BRIEF: Rewrite every line from the one containing "Objective: provide one point per instance of the shirt" through the last line, inclusive, keeping the requests too. Multiply each point coordinate in the answers by 2.5 and round to the nearest whole number, with halves rounded up.

[Dataset lines about object locations]
>> start
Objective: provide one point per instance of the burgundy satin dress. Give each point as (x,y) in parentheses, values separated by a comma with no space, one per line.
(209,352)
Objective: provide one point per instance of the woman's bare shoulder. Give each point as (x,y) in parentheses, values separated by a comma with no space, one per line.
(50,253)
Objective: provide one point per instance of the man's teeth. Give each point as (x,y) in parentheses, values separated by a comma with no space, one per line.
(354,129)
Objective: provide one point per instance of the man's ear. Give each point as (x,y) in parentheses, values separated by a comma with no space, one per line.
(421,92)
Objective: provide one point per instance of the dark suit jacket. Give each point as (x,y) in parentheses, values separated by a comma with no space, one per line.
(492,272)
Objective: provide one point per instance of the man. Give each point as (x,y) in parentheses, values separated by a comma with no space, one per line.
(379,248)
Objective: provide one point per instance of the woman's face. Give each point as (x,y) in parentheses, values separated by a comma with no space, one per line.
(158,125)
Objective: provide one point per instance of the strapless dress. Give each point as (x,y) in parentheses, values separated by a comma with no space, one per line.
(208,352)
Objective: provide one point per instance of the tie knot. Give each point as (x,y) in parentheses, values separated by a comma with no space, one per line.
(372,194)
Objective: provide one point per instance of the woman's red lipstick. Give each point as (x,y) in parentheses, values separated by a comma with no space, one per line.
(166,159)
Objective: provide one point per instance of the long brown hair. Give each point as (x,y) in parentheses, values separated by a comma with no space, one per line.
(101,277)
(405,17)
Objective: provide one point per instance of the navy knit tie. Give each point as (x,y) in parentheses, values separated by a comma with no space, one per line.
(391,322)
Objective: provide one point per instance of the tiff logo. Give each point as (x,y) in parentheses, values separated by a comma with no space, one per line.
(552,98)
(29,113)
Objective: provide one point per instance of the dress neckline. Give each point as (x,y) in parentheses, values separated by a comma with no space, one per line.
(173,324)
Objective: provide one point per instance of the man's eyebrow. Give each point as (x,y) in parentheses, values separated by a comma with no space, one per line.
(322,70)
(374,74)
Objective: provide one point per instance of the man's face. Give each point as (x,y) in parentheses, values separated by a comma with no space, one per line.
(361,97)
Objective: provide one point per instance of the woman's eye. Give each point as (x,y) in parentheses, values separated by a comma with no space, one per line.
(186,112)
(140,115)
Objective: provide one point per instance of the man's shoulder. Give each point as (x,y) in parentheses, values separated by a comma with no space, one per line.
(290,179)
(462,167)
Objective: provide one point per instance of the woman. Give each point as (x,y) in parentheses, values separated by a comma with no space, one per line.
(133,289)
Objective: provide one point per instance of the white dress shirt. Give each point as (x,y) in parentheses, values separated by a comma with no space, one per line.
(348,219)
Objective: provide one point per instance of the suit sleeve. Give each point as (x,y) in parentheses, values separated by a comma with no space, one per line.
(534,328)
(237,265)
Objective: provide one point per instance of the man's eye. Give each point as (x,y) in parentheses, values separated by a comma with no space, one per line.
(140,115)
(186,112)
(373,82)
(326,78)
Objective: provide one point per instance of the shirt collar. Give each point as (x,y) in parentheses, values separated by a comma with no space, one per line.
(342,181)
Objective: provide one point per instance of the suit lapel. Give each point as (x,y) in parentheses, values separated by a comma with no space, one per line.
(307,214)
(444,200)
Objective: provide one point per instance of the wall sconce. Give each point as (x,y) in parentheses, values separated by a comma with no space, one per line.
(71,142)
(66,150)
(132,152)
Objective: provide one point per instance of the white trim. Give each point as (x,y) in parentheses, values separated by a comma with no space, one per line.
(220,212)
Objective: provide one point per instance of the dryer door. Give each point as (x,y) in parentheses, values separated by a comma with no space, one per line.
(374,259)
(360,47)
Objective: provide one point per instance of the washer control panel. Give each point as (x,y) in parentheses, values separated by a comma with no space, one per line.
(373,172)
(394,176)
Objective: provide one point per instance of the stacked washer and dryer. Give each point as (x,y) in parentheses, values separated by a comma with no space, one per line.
>> end
RESPONSE BELOW:
Objective: provide one point per instance of the shirt collar. Give each point as (x,y) in parentheses, values separated by a comma with no space, one per line.
(855,453)
Objective: provide one point per instance of the suit lapel. Give each point as (x,y) in parentheses, values separated by a comma with no space, one per line.
(768,535)
(1110,500)
Objective: provide one point per instance of the wall sconce. Give each point as (x,y) in parentheses, values separated by a comma with no space, one per line.
(178,355)
(165,375)
(330,380)
Objective: provide one point per instance of the white trim. Give each point as (x,y) in parentheses, values separated by a comma with no space, one per line.
(550,530)
Objective: provide one point per instance of the dryer door. Give each point as (x,y) in parentheses, values separated by a comma with no space, one per line.
(935,648)
(900,118)
Objective: provide one point per instance of the washer control panel. Give each point as (x,y) in parentheses, values separated by a comma with no space, one per line.
(933,430)
(985,440)
Objective: provide one point per instance of the stacked washer and dryer. Give each point as (x,y) in parentheses, values separated by a comma with no space, one per line.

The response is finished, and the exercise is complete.